Right Wing Terrorism and Violence in Western Europe, 1990 - 2018
RTV Trend Report 2019 (pdf)
Jacob Aasland Ravndal, Sofia Lygren, Lars Wibe Hagen and Anders Ravik Jupskås
The Right-Wing Terrorism and Violence (RTV) dataset was built following the 22 July 2011 terrorist attacks in Norway and the discovery of the German terrorist cell Nationalsozialistischer Underground the same year. These events uncovered a gap in our knowledge about recent trends in right-wing terrorism and violence in Western Europe. Some existing datasets developed by scholars, such as the Global Terrorism Database (GTD) and Terrorism in Western Europe: Events Data (TWEED), do cover right-wing terrorist events. Similarly, some hate crime statistics and reports from anti-racist organizations also cover right-wing violence. However, existing data collected by scholars and organizations commonly suffer from one or several methodological pitfalls, including problems of availability, representativeness, measurement validity, replicability, and comparability.

========

*What you will do*.
Please continue the report on the Right-Wing Terrorism and Violence dataset from its last sentence, in the same style.

*Recorded information*.
========

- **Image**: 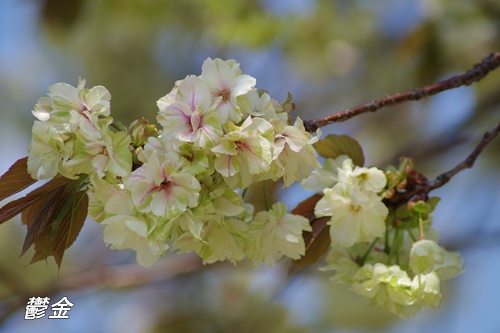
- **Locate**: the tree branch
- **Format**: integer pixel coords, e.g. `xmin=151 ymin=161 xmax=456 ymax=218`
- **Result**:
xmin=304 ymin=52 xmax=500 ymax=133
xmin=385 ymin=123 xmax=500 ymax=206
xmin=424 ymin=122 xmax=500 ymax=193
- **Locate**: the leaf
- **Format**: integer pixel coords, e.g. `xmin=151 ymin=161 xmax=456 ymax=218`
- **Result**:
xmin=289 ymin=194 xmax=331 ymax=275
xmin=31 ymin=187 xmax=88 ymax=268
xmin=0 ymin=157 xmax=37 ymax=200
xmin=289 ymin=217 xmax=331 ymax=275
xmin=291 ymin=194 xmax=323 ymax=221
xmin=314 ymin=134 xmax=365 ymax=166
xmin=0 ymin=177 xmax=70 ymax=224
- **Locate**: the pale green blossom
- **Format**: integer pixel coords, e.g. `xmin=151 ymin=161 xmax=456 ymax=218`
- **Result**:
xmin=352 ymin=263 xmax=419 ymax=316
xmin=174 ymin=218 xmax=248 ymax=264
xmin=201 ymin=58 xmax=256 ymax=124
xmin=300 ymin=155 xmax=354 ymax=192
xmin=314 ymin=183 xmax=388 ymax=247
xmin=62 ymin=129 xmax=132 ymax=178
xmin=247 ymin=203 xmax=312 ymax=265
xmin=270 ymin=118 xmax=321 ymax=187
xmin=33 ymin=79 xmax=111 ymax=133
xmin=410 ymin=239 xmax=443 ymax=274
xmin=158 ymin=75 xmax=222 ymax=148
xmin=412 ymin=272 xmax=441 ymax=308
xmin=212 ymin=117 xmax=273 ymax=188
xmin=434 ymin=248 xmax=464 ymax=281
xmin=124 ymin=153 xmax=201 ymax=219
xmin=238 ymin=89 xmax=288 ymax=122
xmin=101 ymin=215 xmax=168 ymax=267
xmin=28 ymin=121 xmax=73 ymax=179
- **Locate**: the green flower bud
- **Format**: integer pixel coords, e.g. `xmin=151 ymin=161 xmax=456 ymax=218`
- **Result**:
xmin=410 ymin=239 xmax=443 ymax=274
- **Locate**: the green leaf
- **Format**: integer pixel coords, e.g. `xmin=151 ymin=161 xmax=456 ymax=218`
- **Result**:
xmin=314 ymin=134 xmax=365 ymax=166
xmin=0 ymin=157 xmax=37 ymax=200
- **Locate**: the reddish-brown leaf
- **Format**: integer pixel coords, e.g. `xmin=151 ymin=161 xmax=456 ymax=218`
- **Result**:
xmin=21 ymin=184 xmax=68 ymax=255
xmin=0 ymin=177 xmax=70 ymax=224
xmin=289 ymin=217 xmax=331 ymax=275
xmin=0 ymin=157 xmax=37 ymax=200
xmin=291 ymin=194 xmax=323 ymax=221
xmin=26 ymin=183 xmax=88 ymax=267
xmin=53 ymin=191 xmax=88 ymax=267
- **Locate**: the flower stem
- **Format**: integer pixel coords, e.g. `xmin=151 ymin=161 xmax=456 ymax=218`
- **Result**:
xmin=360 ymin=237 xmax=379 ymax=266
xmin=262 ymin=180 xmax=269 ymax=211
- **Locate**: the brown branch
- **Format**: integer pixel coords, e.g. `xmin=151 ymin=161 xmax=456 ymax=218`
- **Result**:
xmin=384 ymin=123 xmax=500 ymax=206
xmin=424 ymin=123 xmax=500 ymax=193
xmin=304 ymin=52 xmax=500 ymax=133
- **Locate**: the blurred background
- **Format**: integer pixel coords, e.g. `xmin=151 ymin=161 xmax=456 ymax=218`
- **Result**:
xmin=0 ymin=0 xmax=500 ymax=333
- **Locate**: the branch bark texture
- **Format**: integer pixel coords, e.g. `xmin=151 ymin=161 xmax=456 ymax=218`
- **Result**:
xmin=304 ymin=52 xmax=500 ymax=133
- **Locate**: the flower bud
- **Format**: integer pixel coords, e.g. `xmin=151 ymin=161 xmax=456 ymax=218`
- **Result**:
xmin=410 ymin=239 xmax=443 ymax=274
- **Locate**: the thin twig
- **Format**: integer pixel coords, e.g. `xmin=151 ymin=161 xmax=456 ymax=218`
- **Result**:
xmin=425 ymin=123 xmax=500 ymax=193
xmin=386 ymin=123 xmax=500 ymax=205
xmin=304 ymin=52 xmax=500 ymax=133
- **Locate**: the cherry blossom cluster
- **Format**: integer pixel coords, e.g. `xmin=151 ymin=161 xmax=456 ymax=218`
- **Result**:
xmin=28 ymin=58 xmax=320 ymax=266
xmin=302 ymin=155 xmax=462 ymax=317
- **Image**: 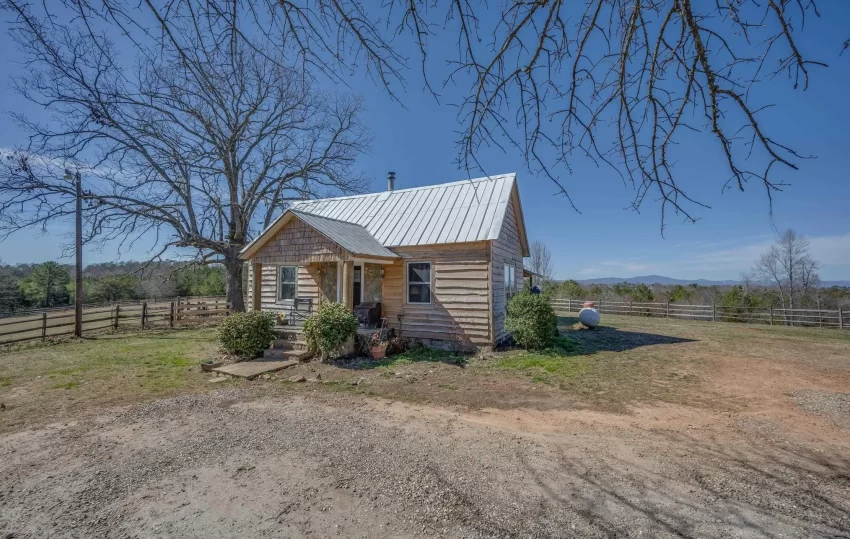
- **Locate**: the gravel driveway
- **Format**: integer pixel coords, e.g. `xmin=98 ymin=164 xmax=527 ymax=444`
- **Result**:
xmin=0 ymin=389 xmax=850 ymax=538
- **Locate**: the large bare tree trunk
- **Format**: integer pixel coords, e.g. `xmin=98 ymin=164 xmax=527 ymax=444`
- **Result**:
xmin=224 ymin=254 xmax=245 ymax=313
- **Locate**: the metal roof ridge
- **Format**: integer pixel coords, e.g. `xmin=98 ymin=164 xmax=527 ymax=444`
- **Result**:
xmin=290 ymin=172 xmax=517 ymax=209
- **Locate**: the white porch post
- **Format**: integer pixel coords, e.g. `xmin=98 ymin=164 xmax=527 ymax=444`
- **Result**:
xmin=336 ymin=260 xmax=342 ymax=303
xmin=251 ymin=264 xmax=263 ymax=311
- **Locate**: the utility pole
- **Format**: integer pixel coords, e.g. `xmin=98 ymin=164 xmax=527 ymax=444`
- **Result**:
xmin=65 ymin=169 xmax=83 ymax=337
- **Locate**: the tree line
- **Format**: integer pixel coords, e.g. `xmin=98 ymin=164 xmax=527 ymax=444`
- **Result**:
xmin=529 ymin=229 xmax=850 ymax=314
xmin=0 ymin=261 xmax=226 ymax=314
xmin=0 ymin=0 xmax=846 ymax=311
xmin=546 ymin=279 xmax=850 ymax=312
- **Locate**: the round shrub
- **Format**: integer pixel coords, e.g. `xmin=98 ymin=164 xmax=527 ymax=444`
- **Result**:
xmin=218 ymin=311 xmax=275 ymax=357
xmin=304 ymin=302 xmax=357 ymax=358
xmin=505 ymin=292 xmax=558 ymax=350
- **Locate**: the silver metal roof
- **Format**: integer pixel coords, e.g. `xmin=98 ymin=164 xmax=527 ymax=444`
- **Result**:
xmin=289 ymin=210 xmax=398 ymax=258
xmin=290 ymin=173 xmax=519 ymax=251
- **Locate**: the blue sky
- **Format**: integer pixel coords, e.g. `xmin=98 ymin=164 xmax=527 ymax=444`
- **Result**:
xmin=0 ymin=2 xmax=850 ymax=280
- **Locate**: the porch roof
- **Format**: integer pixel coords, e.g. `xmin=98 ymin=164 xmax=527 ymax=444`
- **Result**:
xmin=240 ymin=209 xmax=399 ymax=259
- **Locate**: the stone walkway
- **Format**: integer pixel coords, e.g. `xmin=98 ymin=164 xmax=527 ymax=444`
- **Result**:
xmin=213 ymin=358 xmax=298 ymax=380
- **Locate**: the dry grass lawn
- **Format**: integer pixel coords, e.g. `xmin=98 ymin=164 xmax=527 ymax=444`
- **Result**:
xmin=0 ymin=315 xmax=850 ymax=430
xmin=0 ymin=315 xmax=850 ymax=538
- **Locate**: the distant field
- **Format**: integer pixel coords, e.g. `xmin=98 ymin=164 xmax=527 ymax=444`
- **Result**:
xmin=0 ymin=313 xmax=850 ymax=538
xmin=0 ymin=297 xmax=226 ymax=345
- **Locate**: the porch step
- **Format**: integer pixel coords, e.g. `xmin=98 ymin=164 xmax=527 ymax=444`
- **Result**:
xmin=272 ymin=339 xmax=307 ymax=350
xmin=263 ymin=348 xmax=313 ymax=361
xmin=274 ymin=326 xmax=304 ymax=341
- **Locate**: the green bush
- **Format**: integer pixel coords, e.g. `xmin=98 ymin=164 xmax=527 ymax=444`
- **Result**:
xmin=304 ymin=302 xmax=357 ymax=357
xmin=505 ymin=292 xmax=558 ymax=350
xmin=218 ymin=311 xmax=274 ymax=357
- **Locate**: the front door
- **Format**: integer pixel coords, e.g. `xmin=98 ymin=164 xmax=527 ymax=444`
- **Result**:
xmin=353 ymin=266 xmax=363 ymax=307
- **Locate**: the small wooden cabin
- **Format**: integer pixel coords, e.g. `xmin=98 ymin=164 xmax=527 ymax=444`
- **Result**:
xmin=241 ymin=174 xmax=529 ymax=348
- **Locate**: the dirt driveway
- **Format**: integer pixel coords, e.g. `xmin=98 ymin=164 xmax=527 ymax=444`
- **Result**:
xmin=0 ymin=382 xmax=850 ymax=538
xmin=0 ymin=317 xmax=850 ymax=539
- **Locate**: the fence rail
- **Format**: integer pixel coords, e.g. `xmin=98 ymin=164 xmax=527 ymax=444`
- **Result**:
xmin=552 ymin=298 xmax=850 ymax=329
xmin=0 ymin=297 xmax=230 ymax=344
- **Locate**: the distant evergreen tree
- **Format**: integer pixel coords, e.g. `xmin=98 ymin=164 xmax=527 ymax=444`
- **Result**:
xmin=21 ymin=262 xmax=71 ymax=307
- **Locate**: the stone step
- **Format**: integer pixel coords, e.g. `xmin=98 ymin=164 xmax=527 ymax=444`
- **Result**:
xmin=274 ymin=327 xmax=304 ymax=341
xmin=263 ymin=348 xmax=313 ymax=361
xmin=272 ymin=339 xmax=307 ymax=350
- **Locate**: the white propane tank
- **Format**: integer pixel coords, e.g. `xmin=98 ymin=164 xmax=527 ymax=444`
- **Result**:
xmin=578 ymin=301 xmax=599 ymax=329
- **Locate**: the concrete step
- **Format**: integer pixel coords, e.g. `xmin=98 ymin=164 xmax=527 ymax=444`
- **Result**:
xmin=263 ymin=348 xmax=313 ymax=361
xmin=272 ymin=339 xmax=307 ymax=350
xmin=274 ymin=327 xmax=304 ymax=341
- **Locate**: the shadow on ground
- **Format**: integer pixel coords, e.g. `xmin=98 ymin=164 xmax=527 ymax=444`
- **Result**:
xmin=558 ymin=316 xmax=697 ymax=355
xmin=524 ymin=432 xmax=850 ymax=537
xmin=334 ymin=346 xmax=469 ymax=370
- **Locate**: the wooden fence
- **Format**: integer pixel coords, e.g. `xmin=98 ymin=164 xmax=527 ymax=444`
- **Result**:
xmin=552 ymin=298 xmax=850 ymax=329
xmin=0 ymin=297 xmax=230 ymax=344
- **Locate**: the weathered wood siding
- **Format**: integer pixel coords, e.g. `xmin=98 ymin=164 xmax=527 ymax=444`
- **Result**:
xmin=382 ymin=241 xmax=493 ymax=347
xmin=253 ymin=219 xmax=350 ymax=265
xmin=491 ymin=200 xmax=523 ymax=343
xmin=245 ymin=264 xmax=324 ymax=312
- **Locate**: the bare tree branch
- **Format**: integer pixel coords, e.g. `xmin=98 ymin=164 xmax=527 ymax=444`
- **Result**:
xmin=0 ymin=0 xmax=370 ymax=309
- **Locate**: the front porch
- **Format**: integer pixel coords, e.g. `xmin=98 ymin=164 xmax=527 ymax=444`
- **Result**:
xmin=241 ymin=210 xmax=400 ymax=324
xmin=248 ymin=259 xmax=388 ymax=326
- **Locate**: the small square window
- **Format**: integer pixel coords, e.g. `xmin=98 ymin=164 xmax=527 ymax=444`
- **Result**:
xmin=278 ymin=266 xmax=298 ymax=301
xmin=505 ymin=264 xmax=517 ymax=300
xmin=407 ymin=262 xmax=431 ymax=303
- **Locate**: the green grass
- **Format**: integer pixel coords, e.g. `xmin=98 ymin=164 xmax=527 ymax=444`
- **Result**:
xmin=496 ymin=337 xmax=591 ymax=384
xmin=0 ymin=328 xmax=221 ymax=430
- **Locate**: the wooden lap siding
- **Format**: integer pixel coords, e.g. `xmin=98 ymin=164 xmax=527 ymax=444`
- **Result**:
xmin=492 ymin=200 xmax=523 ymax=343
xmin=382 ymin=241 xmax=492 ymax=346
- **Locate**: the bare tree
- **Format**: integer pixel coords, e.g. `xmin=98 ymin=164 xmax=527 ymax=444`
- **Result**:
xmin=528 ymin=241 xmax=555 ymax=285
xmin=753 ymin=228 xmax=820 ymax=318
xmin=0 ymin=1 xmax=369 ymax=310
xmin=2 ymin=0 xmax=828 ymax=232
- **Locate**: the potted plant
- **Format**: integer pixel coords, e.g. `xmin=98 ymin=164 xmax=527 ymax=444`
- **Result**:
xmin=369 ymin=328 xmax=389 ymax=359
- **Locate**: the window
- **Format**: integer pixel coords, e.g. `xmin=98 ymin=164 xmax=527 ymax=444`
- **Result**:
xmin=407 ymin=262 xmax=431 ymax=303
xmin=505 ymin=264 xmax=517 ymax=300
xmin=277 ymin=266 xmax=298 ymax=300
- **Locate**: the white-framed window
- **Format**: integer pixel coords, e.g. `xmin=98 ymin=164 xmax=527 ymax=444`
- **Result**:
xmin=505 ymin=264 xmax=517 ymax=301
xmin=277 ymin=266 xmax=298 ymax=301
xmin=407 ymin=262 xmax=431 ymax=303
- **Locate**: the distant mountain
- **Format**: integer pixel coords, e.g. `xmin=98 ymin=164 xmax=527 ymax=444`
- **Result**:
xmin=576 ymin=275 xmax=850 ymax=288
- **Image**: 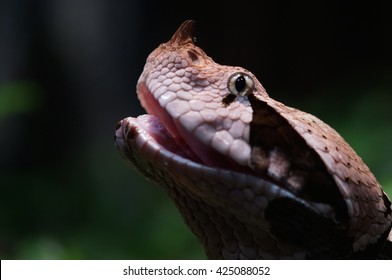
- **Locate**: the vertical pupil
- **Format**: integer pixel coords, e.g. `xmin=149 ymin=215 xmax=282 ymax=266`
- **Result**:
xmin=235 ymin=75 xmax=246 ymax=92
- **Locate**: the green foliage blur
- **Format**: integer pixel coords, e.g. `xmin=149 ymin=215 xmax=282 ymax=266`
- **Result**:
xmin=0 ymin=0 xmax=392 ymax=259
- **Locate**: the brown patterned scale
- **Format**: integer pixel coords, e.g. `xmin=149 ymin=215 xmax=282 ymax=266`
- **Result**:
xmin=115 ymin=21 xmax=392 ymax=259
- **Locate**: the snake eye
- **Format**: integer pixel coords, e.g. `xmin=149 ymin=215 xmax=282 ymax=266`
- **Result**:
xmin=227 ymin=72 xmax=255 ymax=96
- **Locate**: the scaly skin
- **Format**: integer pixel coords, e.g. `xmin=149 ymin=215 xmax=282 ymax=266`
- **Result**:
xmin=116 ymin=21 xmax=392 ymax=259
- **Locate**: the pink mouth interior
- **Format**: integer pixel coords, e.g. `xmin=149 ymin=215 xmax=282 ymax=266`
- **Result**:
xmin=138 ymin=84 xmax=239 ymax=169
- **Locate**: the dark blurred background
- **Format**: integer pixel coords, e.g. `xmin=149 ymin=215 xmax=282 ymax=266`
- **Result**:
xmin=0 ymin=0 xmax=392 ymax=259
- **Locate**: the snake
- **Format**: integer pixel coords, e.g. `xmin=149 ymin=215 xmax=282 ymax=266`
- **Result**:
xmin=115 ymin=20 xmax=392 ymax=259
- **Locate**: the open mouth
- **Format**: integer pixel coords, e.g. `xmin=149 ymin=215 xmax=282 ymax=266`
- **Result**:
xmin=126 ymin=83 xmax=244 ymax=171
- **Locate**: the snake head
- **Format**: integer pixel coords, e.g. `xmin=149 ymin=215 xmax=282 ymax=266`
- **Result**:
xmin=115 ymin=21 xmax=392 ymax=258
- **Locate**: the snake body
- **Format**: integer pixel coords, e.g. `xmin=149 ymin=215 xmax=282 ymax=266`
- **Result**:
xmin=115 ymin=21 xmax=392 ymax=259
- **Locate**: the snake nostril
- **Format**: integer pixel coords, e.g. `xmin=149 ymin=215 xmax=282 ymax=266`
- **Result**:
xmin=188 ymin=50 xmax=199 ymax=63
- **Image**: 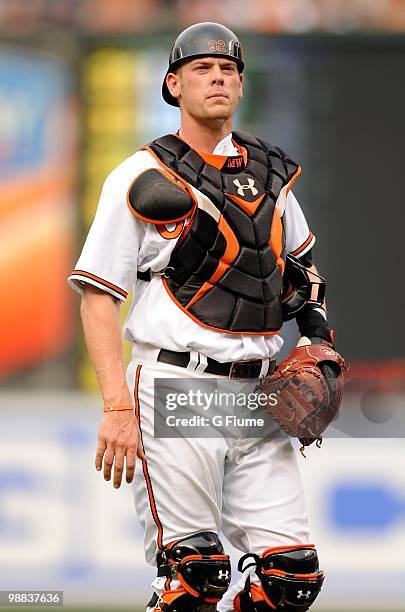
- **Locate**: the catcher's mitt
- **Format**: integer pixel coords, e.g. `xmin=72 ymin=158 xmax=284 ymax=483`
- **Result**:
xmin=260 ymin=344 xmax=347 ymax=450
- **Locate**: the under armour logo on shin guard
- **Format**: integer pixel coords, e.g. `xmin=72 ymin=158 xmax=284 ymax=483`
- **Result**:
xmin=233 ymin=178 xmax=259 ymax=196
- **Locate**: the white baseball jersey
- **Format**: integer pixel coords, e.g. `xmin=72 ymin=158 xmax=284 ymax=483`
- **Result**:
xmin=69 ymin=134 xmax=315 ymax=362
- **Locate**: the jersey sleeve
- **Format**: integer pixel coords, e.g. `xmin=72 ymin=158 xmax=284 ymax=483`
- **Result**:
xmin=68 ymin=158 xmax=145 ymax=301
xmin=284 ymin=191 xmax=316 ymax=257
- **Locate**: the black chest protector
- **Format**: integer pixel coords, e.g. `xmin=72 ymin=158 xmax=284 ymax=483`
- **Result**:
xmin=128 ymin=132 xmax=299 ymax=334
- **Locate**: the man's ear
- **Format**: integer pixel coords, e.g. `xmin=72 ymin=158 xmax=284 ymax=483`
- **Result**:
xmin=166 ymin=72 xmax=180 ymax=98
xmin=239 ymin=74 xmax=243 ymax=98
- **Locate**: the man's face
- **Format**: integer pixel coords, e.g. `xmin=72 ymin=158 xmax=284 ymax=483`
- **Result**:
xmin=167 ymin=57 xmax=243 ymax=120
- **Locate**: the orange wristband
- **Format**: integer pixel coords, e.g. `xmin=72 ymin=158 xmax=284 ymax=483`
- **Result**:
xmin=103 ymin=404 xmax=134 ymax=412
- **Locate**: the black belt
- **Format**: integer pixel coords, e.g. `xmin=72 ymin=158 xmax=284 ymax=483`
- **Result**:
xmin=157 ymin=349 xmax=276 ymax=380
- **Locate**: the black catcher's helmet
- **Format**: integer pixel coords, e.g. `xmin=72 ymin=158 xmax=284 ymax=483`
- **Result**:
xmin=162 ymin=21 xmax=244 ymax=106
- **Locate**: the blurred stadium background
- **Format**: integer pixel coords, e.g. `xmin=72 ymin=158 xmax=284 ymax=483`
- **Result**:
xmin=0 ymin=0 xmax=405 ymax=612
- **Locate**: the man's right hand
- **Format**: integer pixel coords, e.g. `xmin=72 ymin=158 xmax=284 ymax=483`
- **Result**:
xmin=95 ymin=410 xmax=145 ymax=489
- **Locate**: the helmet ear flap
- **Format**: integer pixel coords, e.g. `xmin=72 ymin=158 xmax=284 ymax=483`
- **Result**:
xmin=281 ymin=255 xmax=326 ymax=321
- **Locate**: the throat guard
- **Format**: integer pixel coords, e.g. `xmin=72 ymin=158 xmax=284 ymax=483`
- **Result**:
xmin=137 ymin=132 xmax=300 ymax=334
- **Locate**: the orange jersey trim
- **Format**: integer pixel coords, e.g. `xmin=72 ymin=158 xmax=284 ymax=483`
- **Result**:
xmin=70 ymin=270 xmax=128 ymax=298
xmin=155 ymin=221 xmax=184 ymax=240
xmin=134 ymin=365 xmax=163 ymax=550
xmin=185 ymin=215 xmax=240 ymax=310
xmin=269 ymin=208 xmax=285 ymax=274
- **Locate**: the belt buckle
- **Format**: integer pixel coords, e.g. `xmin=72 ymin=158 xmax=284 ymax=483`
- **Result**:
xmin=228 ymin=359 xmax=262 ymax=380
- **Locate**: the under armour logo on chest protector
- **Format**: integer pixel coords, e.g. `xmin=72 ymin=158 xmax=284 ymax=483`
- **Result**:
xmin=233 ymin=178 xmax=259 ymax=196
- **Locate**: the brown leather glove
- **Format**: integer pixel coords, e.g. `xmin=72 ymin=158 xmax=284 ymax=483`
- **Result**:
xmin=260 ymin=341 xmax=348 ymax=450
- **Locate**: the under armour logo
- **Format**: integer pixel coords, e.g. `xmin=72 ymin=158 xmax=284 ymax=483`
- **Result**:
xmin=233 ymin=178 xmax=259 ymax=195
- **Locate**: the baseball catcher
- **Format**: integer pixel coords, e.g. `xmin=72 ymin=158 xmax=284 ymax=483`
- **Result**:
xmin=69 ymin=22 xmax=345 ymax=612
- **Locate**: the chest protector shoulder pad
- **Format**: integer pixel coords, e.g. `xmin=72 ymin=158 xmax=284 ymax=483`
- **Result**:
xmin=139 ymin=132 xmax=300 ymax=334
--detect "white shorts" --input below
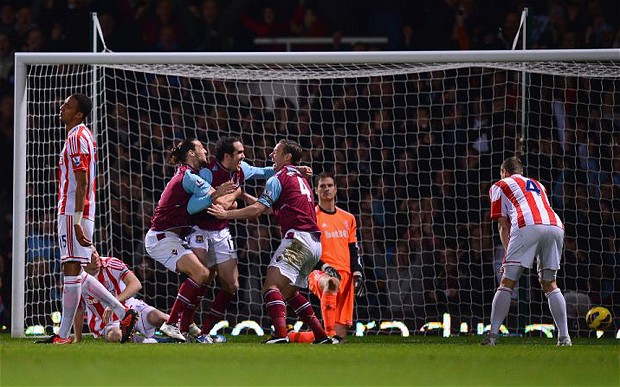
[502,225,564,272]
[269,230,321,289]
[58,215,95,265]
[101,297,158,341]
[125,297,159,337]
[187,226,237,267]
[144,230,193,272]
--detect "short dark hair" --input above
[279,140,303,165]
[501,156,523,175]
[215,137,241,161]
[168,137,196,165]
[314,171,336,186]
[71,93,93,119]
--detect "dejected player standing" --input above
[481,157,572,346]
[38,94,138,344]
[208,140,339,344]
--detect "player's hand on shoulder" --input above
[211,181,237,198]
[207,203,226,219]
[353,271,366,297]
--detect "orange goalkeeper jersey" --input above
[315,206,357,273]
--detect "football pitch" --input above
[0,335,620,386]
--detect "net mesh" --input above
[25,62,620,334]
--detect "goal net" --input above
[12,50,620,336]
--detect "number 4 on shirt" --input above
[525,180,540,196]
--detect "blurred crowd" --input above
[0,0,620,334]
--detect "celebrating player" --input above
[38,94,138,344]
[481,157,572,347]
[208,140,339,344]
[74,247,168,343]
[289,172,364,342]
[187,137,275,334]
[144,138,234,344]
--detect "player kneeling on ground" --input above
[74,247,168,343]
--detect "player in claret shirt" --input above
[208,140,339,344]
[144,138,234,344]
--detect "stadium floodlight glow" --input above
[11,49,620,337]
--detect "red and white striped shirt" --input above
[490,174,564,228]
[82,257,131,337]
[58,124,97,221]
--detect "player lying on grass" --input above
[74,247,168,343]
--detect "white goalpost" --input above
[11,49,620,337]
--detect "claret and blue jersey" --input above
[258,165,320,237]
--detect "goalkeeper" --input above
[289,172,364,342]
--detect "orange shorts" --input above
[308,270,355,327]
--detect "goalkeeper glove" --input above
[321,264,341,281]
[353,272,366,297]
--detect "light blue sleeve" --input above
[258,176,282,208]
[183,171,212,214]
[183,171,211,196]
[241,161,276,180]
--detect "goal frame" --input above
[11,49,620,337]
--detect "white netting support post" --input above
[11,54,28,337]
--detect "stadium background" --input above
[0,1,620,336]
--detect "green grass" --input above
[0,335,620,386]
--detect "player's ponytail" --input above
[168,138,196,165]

========

*Answer below*.
To narrow the existing knowledge gap, as well as address some of the methodological limitations of other datasets, the RTV dataset offers a systematic assessment of the most severe forms of violent attacks and plots in 18 West European countries since 1990 whose target selection is based on right-wing beliefs.
By ‘most severe forms of violent attacks and plots’, we mean cases in which the perpetrator(s) appear determined or willing to inflict deadly or severely disabling physical injury on the victim(s), as opposed to lesser forms of violence of a more symbolic or demonstrative nature. More specifically, the dataset includes (1) all events with fatal or near fatal outcomes; (2) events in which potentially lethal weapons have been used offensively, such as knives, guns, or bombs; (3) severe beatings leading to hospitalisation, coma, unconsciousness, or other severe injuries; (4) terrorist attack plots; and (5) discoveries of large weapons caches belonging to right-wing extremists.